## Kutipan Pilihan
Tunjangan Hari Raya (THR) adalah hak yang selalu ditunggu-tunggu semua karyawan dan pekerja setiap menjelang perayaan Hari Raya Idul Fitri. Tetapi, untuk tahun 2020 kali ini, harapan karyawan dan pekerja memperoleh THR tampaknya tidak akan sesuai yang diinginkan.
Gara-gara pandemi wabah Covid-19 yang merambah ke berbagai daerah dan komunitas tanpa pandang bulu, diperkirakan banyak pengusaha bakal kesulitan untuk membayar THR. Penyebaran virus corona yang begitu dahsyat bukan hanya mengancam keselamatan nyawa masyarakat, tetapi juga memukul kelangsungan berbagai dunia usaha.
Saat ini, tidak sedikit pelaku ekonomi yang terancam gulung tikar atau paling tidak mengalami penurunan drastis omzet usahanya akibat imbas Covid-19. Jangankan untuk membayar THR, bahkan untuk membiayai kebutuhan biaya produksi sehari-hari, kulakan bahan baku, membayar gaji bulanan pekerja, atau untuk mencegah mereka tidak melakukan PHK saja sudah menjadi hal yang nyaris mustahil dilakukan.
Kesulitan Pengusaha
Di berbagai daerah, tidak sedikit pengusaha dan pemilik pabrik kini mengaku kesulitan mempertahankan usaha yang ditekuni. Alih-alih untuk membayar THR, bahkan untuk menjaga agar usahanya tidak kolaps saja sudah menjadi beban dan tekanan yang sangat berat.

## Data yang Diberikan
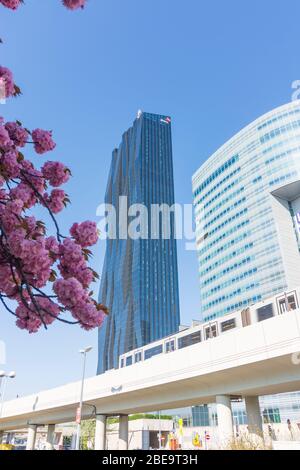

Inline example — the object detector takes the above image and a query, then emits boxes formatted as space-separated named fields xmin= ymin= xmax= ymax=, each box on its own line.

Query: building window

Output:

## Soal Latihan
1. Sebutkan penyebab banyak pengusaha diperkirakan kesulitan membayar THR pada tahun 2020 menurut teks tentang THR.
2. Sambunglah teks tentang THR di masa pandemi dengan menulis lanjutan setelah kalimat terakhirnya.

## Jawaban Tertulis
1. Pandemi wabah Covid-19 yang merambah ke berbagai daerah dan komunitas tanpa pandang bulu.

2.
Meski para pengusaha telah menyadari THR adalah hak pekerja, namun demikian ketika kondisi perekonomian sedang lesu seperti sekarang ini, tentu bukan hal yang mudah bagi mereka menyisihkan pos dana untuk THR.
Akibat imbas wabah Covid-19, hampir semua pengusaha kini tengah menghitung arus kas yang masih dimilikinya. Tak hanya harus mengkalkulasi ulang kewajiban pembayaran THR, bahkan untuk pembayaran upah atau gaji bulanan para pekerjanya banyak pengusaha masih harus menakar ulang dan melihat kemampuan keuangan yang dimilikinya.
Akibat permintaan pasar yang turun drastis, banyak perusahaan kini tidak lagi memiliki uang kontan. Hampir semua lini usaha kini tidak memiliki modal atau cadangan dana yang cukup untuk menyangga kelangsungan usahanya.
Untuk usaha di bidang ritel, perhotelan, restoran, pariwisata, kuliner, dan lain sebagainya kini mereka benar-benar mati kutu. Penerapan kebijakan isolasi atau pembatasan sosial berskala besar membuat kondisi pasar seolah mati suri. Okupansi hotel dilaporkan anjlok hingga ke titik terendah. Restoran dan tempat-tempat wisata kuliner yng biasanya ramai pengunjung kini sepi bak kuburan.
Hampir di semua lapisan dan skala usaha kini kelimpungan akibat wabah Covid-19. Bisa dibayangkan, apa yang bisa dilakukan para pengusaha jika sama sekali tidak ada income yang masuk. Perusahaan yang terbiasa mengandalkan pemasukan uang kontan dari penjualan produknya kini kehilangan pemasukan yang menyebabkan mereka tidak lagi memiliki dana cadangan yang cukup.
Kebijakan pemerintah yang memberi keringanan pembayaran pajak, misalnya, dalam praktik tidak banyak berdampak mengurangi beban biaya yang menjadi tanggungan perusahaan. Insentif yang ditawarkan pemerintah bila perusahaan tidak melakukan PHK juga tidak akan banyak membantu ketika permintaan pasar tidak lagi ada.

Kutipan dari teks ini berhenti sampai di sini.